• _WHAT YOU ARE ASKED TO DO_
Give everything from the line containing "supposedly the pebble" down to the end of the data as a two-column CSV with the columns text and answer. Make one row per text, with all of that text's boxes together in the answer field, every field quoted and line breaks turned into spaces.

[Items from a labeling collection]
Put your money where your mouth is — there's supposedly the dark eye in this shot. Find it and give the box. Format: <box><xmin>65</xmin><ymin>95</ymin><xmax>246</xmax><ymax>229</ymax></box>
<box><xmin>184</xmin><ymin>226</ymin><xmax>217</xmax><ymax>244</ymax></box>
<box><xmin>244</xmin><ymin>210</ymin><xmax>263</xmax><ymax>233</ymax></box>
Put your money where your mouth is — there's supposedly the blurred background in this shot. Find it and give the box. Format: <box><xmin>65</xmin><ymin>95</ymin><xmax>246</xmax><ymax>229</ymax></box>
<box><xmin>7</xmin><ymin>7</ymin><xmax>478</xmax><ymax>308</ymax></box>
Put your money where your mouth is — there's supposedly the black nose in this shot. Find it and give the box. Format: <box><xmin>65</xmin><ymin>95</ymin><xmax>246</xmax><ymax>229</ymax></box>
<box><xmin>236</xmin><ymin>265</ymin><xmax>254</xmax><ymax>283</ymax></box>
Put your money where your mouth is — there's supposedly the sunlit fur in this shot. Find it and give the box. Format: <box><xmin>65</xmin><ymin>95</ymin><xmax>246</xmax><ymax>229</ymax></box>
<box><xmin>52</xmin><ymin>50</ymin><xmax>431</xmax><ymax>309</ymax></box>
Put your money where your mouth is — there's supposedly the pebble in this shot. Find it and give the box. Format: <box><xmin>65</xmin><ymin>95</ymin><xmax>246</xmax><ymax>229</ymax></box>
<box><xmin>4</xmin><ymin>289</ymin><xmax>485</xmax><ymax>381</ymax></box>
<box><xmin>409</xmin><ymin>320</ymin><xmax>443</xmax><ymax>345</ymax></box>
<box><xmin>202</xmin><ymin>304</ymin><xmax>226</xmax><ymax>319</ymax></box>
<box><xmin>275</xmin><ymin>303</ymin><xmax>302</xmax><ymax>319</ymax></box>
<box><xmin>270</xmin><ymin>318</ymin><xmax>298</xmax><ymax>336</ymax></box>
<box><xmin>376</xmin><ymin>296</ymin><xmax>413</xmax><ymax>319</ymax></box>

• _SOLUTION FOR THIS TASK_
text,answer
"Put your money where your mouth is — there's supposedly the pebble in this shot. Find it and give the box. Format: <box><xmin>65</xmin><ymin>95</ymin><xmax>246</xmax><ymax>229</ymax></box>","<box><xmin>4</xmin><ymin>289</ymin><xmax>485</xmax><ymax>381</ymax></box> <box><xmin>409</xmin><ymin>320</ymin><xmax>443</xmax><ymax>345</ymax></box> <box><xmin>202</xmin><ymin>304</ymin><xmax>226</xmax><ymax>319</ymax></box> <box><xmin>275</xmin><ymin>303</ymin><xmax>302</xmax><ymax>319</ymax></box> <box><xmin>270</xmin><ymin>318</ymin><xmax>298</xmax><ymax>336</ymax></box> <box><xmin>376</xmin><ymin>296</ymin><xmax>413</xmax><ymax>319</ymax></box>"